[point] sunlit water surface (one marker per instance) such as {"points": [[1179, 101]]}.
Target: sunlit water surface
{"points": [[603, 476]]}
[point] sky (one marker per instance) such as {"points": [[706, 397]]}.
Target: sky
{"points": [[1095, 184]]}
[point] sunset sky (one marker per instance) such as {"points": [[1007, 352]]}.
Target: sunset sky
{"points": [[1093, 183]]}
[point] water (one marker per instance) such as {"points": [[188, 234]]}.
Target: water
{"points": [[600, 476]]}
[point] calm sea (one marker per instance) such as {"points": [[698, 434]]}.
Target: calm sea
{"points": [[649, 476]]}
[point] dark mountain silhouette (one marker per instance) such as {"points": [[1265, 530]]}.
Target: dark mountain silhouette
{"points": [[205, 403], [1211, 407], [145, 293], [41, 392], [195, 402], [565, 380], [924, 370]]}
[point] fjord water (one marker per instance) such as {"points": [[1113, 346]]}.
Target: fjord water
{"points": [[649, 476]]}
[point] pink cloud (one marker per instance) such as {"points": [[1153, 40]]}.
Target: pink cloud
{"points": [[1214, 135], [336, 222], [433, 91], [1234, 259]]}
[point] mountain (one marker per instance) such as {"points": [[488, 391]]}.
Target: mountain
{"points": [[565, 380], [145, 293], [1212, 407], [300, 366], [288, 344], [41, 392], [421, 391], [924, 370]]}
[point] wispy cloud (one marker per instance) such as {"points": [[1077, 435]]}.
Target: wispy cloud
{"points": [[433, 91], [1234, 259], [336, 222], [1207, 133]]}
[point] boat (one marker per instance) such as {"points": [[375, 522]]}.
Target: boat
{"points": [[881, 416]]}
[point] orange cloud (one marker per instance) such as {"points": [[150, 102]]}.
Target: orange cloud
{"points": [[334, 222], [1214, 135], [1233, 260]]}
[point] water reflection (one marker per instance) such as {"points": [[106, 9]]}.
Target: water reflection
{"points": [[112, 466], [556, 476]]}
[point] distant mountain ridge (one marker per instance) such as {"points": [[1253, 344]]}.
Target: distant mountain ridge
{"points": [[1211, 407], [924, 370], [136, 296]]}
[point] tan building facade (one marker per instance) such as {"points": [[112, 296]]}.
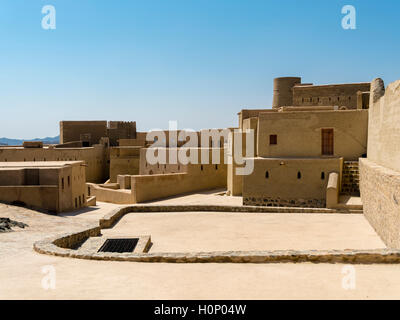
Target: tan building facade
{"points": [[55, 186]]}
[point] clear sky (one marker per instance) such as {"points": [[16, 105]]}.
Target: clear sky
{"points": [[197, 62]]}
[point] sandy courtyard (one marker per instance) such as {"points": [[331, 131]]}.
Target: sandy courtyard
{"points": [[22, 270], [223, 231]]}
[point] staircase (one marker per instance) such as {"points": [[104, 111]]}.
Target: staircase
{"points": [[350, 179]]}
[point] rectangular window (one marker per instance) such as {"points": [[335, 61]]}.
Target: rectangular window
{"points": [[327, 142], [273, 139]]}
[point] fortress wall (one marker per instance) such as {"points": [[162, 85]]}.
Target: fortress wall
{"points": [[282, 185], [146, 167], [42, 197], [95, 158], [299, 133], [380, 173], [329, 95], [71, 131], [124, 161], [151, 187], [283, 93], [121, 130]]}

···

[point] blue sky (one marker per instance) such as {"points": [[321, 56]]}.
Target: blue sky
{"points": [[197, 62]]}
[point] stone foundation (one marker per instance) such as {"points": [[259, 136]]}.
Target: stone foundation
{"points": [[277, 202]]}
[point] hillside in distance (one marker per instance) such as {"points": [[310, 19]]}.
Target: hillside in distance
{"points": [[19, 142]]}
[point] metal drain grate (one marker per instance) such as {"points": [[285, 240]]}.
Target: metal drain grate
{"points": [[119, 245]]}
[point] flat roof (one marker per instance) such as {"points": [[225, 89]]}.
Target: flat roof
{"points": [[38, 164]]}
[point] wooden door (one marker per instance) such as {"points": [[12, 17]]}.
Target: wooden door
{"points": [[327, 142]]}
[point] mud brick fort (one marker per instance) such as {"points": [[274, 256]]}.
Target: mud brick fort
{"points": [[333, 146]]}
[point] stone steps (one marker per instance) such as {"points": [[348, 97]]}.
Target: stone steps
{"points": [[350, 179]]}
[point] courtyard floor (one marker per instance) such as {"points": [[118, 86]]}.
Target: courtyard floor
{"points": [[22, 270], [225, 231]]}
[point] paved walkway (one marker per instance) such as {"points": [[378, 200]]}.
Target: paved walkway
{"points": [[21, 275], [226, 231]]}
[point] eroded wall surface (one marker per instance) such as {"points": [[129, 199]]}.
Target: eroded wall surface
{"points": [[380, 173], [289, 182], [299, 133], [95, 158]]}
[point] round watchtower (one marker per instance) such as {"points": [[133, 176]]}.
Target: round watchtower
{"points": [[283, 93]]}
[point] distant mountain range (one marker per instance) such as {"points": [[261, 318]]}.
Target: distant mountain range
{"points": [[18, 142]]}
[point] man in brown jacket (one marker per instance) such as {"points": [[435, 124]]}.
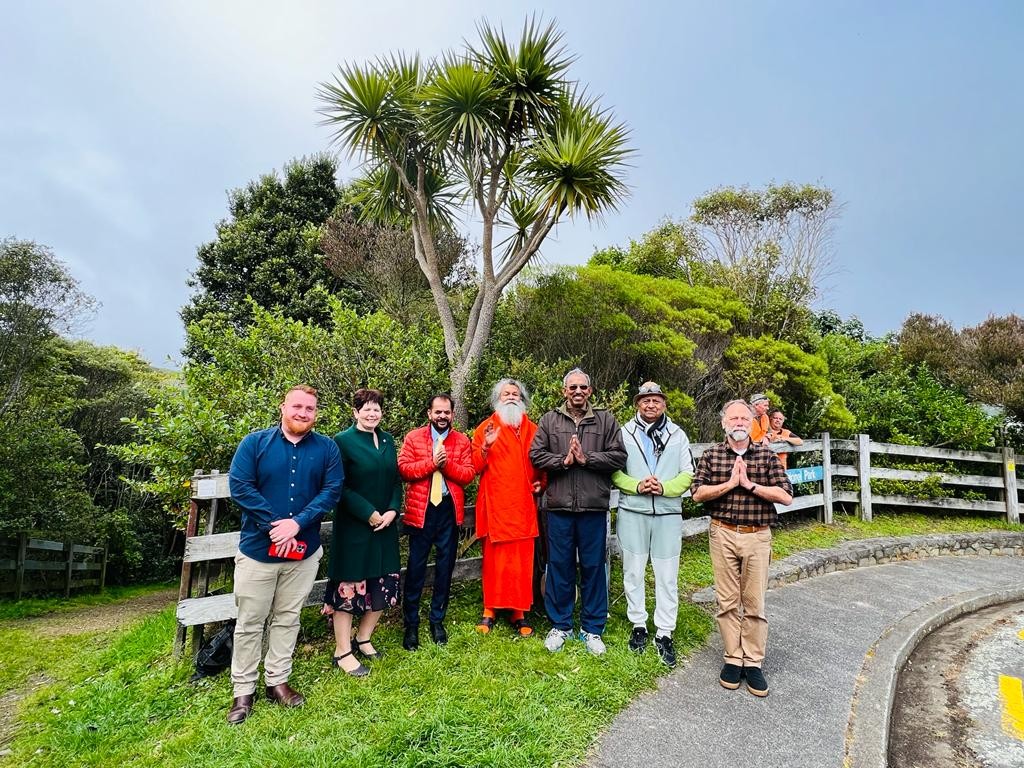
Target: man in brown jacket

···

→ **WORK TO COMPLETE**: What is needed is every line of the records above that contains the word "jacket".

→ **ANSWER SECTION**:
[point] man in brown jacket (one marker per instance) such as {"points": [[435, 124]]}.
Target: man in brown jacket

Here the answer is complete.